● **Task**
Your answer should be the data below, reproduced with nothing changed.

● **Source material**
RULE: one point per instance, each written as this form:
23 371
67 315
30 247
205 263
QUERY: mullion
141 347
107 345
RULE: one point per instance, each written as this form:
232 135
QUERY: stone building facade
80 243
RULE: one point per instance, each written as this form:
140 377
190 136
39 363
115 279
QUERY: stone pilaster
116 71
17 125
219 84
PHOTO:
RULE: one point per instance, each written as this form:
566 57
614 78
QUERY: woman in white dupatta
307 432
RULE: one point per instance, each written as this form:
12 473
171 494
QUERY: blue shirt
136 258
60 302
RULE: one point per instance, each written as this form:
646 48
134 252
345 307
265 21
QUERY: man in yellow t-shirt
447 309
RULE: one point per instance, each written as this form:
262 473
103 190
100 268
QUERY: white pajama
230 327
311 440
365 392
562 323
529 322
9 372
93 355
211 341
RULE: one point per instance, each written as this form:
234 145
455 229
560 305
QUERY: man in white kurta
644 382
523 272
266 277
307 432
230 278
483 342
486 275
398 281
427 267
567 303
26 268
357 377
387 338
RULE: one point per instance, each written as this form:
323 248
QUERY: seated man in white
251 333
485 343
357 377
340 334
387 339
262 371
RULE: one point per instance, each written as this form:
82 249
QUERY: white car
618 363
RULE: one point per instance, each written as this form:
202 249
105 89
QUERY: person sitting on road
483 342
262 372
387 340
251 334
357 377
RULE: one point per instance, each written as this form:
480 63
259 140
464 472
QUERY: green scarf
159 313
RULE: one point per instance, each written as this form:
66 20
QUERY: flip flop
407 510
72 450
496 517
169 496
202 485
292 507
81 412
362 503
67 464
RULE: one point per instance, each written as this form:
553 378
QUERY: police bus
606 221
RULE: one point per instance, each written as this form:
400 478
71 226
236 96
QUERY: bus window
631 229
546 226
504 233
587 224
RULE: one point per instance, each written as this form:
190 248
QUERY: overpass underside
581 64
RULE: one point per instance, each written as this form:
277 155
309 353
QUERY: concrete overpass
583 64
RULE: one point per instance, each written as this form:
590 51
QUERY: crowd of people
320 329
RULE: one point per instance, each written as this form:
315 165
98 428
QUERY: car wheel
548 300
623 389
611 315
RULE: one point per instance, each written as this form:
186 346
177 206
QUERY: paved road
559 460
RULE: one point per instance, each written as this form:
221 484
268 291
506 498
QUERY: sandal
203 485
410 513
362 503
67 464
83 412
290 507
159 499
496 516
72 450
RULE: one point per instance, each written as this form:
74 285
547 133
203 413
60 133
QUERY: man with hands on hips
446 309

● **Response**
RULE: one point per instance, each written as this form:
23 371
67 315
30 247
205 263
QUERY: mullion
141 347
107 345
RULE: one point per instance, each written as this form:
232 135
QUERY: stone building facade
80 243
RULE: one point per instance, each written as this form:
140 377
190 136
39 363
115 279
QUERY: stone pilaster
116 71
17 125
219 84
PHOTO:
RULE: one point per instance, each written as this form:
566 57
614 78
QUERY: woman in white dupatta
307 432
RULE: one point per instance, each written as this form:
12 473
171 494
QUERY: blue shirt
136 258
60 302
RULE: one point per instance, each written as this form:
646 48
134 252
345 307
265 21
QUERY: man in yellow t-shirt
447 309
RULE: one point per instance, each written as this form:
262 473
103 190
100 268
QUERY: white pajama
230 327
311 440
365 392
562 323
529 322
9 372
93 355
211 341
RULE: one point per instance, each written as this form:
234 145
455 229
560 305
QUERY: man in white kurta
644 382
523 272
266 277
307 432
230 278
483 342
486 275
398 281
427 267
567 303
26 268
357 377
387 338
RULE: one point per instance, each written as this form:
323 248
QUERY: seated man in white
251 333
485 343
357 377
340 334
387 339
262 371
RULE: one point per instance, each written as this form:
82 249
QUERY: white car
618 363
RULE: one point per instance, each written as this form:
202 249
105 89
QUERY: person sitting on road
483 342
262 372
387 340
251 334
357 377
RULE: one point per instance, each written as this form:
480 63
259 140
464 472
QUERY: green scarf
159 313
RULE: one point per instance, each written as this form:
66 20
QUERY: flip flop
407 510
72 450
496 517
169 496
202 485
292 507
81 412
362 503
67 464
RULE: one point per instance, each written as this form:
553 378
QUERY: police bus
606 221
RULE: one point per instance, each written as this form:
400 478
71 226
236 96
QUERY: bus window
631 229
546 226
504 233
587 224
RULE: one point per instance, each written as this form:
190 248
QUERY: overpass underside
581 64
RULE: one point per instance, each written as this form:
277 155
309 353
QUERY: concrete overpass
583 64
RULE: one point per instance, each written as this form:
590 51
QUERY: crowd of people
320 329
RULE: one point per instance, each written as this form:
315 165
98 428
QUERY: car wheel
548 300
623 389
611 315
RULE: one point per instance, each written as this form:
186 346
177 206
QUERY: paved road
559 460
RULE: one point per instance, each written as this form:
221 484
268 291
506 498
QUERY: sandal
203 485
410 513
362 503
67 464
83 412
290 507
159 499
496 516
72 450
RULE: one point per instance, each written as this form:
74 285
547 133
203 413
60 133
QUERY: man with hands on hips
446 309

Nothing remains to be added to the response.